───── Excerpted data ─────

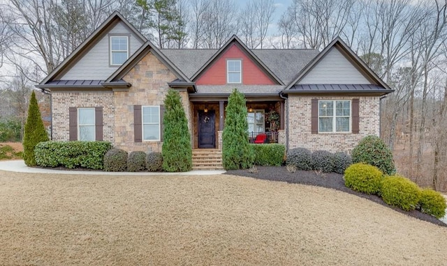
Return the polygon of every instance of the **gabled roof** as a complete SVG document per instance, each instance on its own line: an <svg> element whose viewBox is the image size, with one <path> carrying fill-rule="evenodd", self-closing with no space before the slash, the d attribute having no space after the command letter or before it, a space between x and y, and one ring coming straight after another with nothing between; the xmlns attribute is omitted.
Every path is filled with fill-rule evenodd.
<svg viewBox="0 0 447 266"><path fill-rule="evenodd" d="M61 63L51 73L38 85L38 87L43 87L49 81L52 81L64 70L69 68L70 65L79 61L85 52L90 49L97 43L98 41L113 26L119 22L124 22L127 27L135 34L137 38L145 42L147 39L132 24L131 24L118 11L115 11L103 22L89 37L81 43L62 63Z"/></svg>
<svg viewBox="0 0 447 266"><path fill-rule="evenodd" d="M293 88L294 85L304 78L304 77L309 73L312 68L318 63L318 62L320 62L332 49L336 47L340 49L343 52L344 55L346 56L346 58L353 64L353 65L372 83L380 85L385 89L389 90L390 92L393 91L380 77L379 77L379 76L376 75L376 73L374 72L374 71L371 70L371 68L369 68L369 67L366 65L366 63L365 63L365 62L363 62L360 57L356 54L356 53L351 49L351 48L348 47L348 45L346 45L344 42L343 42L339 37L337 37L332 40L325 47L324 49L323 49L323 51L321 51L321 52L320 52L320 54L310 61L307 65L306 65L298 73L297 77L292 80L288 85L287 85L284 91L286 91L291 90L291 88Z"/></svg>
<svg viewBox="0 0 447 266"><path fill-rule="evenodd" d="M211 66L212 62L217 60L217 58L224 54L225 51L226 51L230 47L230 45L233 42L237 43L240 48L249 57L251 58L252 60L256 63L266 74L268 74L270 77L272 77L274 81L276 81L278 84L284 85L282 81L270 70L264 63L256 56L251 50L250 50L242 42L237 36L233 35L230 40L228 40L223 46L216 52L216 53L211 56L210 59L191 77L191 80L196 79L198 77L199 77L203 72L204 72L208 68Z"/></svg>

─────

## What you are asked to do
Copy the records word for word, beginning at the very start and stopping after the line that contains "63L51 73L38 85L38". Leave out the picture.

## Worked answer
Return the polygon of every instance of the **gabled roof** as a complete SVG document per instance, each instance on its own line: an <svg> element whose viewBox is the image size, with one <path> carrying fill-rule="evenodd", self-closing with no space before the slash, the d attribute having no space after the command letter or before it, a space between x and y, and one ring coming straight after another with nothing between; the xmlns attribute is omitted.
Every path is filled with fill-rule evenodd.
<svg viewBox="0 0 447 266"><path fill-rule="evenodd" d="M61 63L51 73L38 85L38 87L43 87L49 81L52 81L64 70L69 68L70 65L79 61L85 52L90 49L97 43L98 41L113 26L119 22L124 22L127 27L135 34L137 38L145 42L147 39L132 24L131 24L118 11L115 11L103 22L89 37L81 43L62 63Z"/></svg>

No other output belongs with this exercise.